DIRECTIONS | The records below must be transcribed precisely and in full.

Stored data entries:
■ ■ ■ ■ ■ ■ ■

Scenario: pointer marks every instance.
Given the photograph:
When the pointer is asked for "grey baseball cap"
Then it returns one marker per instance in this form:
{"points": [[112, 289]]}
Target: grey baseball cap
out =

■ ■ ■ ■ ■ ■ ■

REPLY TO THE TASK |
Scenario: pointer marks every instance.
Given the photograph:
When the pointer is asked for "grey baseball cap"
Then it returns one marker per instance in this form:
{"points": [[112, 289]]}
Target: grey baseball cap
out =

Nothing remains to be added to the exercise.